-- ARTICLE --
We benchmarked four RISC processor families for image sizes varying from 128 to 640. Each measure was done 10 times, then linear regression was performed to get more reliable results. Two versions of each filter (Deriche and Garcia-Lorca) were implemented, the first without optimization, the second with all the optimizations described in the previous section. The processor characteristics are summarized in the table below<sup>1</sup>:

| Processors    | Frequency (MHz) | Cache L1<br>(KB) | Cache L2 /<br>L3 (KB) | RAM<br>(MB) |
|---------------|-----------------|------------------|-----------------------|-------------|
| PA 8000       | 180             | 1+1 MB           | 0/0                   | 64          |
| Ultra Sparc 1 | 143             | 16+16            | 512/0                 | 64          |
| Pentium MMX   | 200             | 16+16            | 512/0                 | 48          |
| Alpha 21164   | 500             | 8+8              | 96 / 8 MB             | 128         |

Table 2: processors characteristics

#### 4.2 Results

The table gives the time in milliseconds for computing the gradient of image sizes 128, 256 and 512. The last two columns show the maximum image size for which the processing is performed in real time.

|              | 13      | 28   | 256     |      | 512     |       | Real Time |     |
|--------------|---------|------|---------|------|---------|-------|-----------|-----|
| processors   | Deriche | FGL  | Deriche | FGL  | Deriche | FGL   | Deriche   | FGL |
| PA 8000      | 25.9    | 10.8 | 114.4   | 43.8 | 690.5   | 301.8 | 158       | 246 |
| Ultra Sparc1 | 20.1    | 11.0 | 94.5    | 47.4 | 562.1   | 253.0 | 172       | 234 |
| P 200 MMX    | 29.1    | 11.9 | 149.8   | 63.5 | 660.6   | 259.9 | 144       | 216 |
| Alpha 500    | 10.5    | 4.7  | 46.2    | 13.3 | 262.2   | 71.7  | 248       | 392 |

Table 3: RISCs' results

The graphs below show the running time for Deriche and Garcia-Lorca algorithms (optimized and non optimized) as a function of the image size.

For the Pentium, MMX instructions are not used in this implementation, but we took advantage of the cache size, which is bigger than for MMX Pentium









Figure 1: RISC

## 4.3 Results analysis

The graphs look alike. The gain between non and optimized version is greater for Deriche (50%) than for Garcia-Lorca. This may be due to the quality of the compiler: as Garcia-Lorca's filter is very simple, it is more optimized by the compiler. But the running time ratio between Deriche and Garcia-Lorca filters is in the range 2-3.

-- WRITTEN EXERCISE 1 --
Do these statements agree with the RISC benchmark passage? Answer yes or no for each, and quote the deciding words from the passage. (a) Each measure was repeated 10 times. (b) The Pentium implementation uses MMX instructions. (c) The gain from optimization is greater for Garcia-Lorca than for Deriche.

-- RECORDS TO USE --
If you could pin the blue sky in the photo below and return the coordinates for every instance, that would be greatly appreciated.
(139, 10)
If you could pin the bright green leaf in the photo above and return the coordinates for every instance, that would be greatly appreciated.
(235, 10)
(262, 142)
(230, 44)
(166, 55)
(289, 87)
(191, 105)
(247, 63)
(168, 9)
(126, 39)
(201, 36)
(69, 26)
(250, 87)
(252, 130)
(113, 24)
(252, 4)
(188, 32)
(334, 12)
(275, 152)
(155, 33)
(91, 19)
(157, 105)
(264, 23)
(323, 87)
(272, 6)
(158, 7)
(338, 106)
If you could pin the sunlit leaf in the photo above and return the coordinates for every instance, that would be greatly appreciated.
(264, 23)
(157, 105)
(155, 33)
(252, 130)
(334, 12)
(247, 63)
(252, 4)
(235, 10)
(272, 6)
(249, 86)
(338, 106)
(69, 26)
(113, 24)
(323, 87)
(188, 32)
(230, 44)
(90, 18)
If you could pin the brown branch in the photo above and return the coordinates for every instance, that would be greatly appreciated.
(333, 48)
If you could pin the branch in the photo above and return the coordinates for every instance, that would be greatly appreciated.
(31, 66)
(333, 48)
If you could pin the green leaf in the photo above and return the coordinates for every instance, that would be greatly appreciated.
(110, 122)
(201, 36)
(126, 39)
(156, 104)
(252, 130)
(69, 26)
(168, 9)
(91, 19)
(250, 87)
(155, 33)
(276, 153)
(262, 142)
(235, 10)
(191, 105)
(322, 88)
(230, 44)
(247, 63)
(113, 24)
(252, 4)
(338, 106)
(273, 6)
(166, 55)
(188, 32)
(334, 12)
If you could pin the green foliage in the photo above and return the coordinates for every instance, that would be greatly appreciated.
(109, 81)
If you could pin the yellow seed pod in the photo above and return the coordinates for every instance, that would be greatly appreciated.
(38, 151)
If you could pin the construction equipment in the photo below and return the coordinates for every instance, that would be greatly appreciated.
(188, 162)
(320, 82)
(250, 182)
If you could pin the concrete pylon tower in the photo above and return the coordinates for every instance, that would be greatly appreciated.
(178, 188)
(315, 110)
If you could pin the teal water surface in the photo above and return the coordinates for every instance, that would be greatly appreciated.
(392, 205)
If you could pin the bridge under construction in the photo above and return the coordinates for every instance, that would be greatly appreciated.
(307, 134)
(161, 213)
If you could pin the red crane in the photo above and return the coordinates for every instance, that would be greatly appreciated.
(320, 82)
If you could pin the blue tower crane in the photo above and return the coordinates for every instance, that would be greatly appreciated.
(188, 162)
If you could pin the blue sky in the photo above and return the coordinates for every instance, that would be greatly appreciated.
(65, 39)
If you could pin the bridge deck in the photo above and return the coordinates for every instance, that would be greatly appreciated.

-- WRITTEN EXERCISE 2 --
Copy out word for word the lines of the entries that start with the line containing "If you could pin the blue tower" and go on through the last line of the entries, with both ends included.

-- REPLY 1 --
(a) Yes: "Each measure was done 10 times"
(b) No: "MMX instructions are not used in this implementation"
(c) No: "The gain between non and optimized version is greater for Deriche (50%) than for Garcia-Lorca"

-- REPLY 2 --
If you could pin the blue tower crane in the photo above and return the coordinates for every instance, that would be greatly appreciated.
(188, 162)
If you could pin the blue sky in the photo above and return the coordinates for every instance, that would be greatly appreciated.
(65, 39)
If you could pin the bridge deck in the photo above and return the coordinates for every instance, that would be greatly appreciated.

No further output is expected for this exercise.